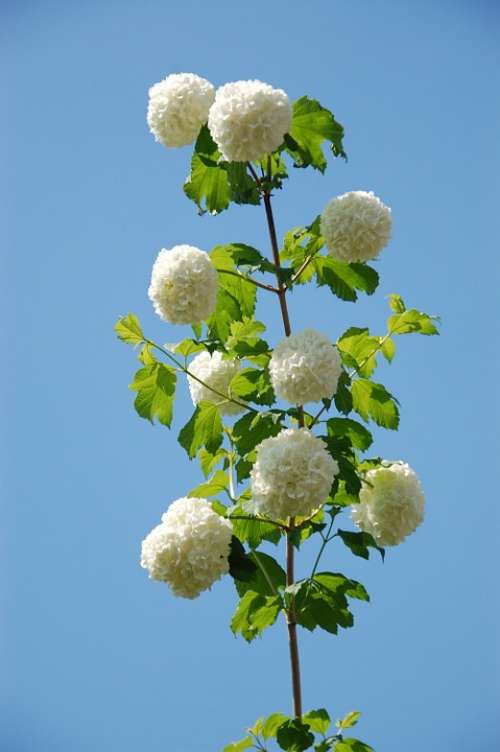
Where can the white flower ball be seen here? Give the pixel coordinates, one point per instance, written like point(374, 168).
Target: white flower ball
point(392, 507)
point(183, 286)
point(305, 367)
point(216, 372)
point(178, 107)
point(292, 475)
point(189, 550)
point(356, 226)
point(249, 119)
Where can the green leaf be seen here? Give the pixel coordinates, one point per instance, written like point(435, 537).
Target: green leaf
point(128, 329)
point(253, 530)
point(349, 720)
point(239, 746)
point(343, 397)
point(344, 279)
point(352, 745)
point(155, 387)
point(294, 736)
point(318, 606)
point(272, 724)
point(186, 347)
point(323, 746)
point(226, 311)
point(388, 348)
point(340, 585)
point(412, 321)
point(208, 460)
point(311, 126)
point(218, 483)
point(267, 577)
point(245, 342)
point(254, 614)
point(253, 428)
point(207, 184)
point(254, 385)
point(360, 543)
point(242, 187)
point(358, 350)
point(235, 297)
point(204, 429)
point(318, 720)
point(371, 400)
point(396, 303)
point(241, 254)
point(241, 566)
point(358, 435)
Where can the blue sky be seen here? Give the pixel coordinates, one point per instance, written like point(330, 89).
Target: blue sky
point(98, 657)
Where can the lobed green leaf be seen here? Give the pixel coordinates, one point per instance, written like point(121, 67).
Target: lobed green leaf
point(155, 387)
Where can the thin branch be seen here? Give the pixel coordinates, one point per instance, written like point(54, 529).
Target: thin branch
point(264, 572)
point(253, 281)
point(253, 173)
point(301, 268)
point(185, 370)
point(257, 519)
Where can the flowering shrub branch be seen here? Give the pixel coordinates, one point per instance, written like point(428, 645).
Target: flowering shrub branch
point(250, 429)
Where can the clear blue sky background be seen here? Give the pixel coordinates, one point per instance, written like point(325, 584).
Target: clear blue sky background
point(95, 656)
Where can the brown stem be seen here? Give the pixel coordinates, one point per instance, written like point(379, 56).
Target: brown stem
point(276, 258)
point(290, 551)
point(291, 621)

——————

*AIM OF THE TASK*. Rewrite all of the data above, replacing "thin branch" with "slender twig" and leaving everything else unchanged. Omit the pictures.

*RESPONSE FOR THIS EXERCISE*.
Where can the white flower ball be seen here? Give the pixel coordinates, one point per instance, written like point(374, 168).
Target: white flower ball
point(392, 507)
point(183, 286)
point(305, 367)
point(216, 372)
point(178, 107)
point(292, 475)
point(189, 550)
point(356, 226)
point(249, 119)
Where can the green leaf be seen here? Give the pixel coordinates, one point per instance, written like point(435, 537).
Target: green leaf
point(128, 329)
point(253, 530)
point(349, 720)
point(239, 746)
point(343, 397)
point(344, 279)
point(352, 745)
point(155, 387)
point(294, 736)
point(318, 606)
point(272, 724)
point(186, 347)
point(323, 746)
point(226, 311)
point(388, 348)
point(340, 585)
point(412, 321)
point(208, 460)
point(311, 126)
point(218, 483)
point(267, 577)
point(245, 342)
point(254, 614)
point(253, 428)
point(207, 184)
point(254, 385)
point(360, 543)
point(242, 187)
point(358, 350)
point(235, 297)
point(204, 429)
point(318, 720)
point(371, 400)
point(396, 303)
point(241, 254)
point(241, 566)
point(358, 435)
Where can the blue sky be seen here? Give the pixel coordinates, one point per instance, written like point(330, 89).
Target: blue sky
point(98, 657)
Where can the lobed green leaf be seen here? Give the pixel coordinates, one point per instance, written like point(121, 67).
Target: lobed green leaf
point(155, 387)
Where can the slender twig be seen here? Give the pixel coordinates, one point per instance, written like point(54, 529).
Target: slender twig
point(264, 572)
point(253, 281)
point(253, 173)
point(301, 268)
point(185, 370)
point(257, 519)
Where can the flowering shrub branch be seen here? Give the pixel coordinates, one point per instance, written like point(428, 645).
Target: flowering shrub branch
point(250, 429)
Where can the clear blue sky background be seen here? Give the pixel coordinates, one point per instance, written like point(325, 584).
Target: clear blue sky background
point(95, 656)
Where can the brown stem be seen here? Give the pixel coordinates, one point per instance, written like point(379, 56).
Target: brown stem
point(276, 258)
point(290, 551)
point(291, 621)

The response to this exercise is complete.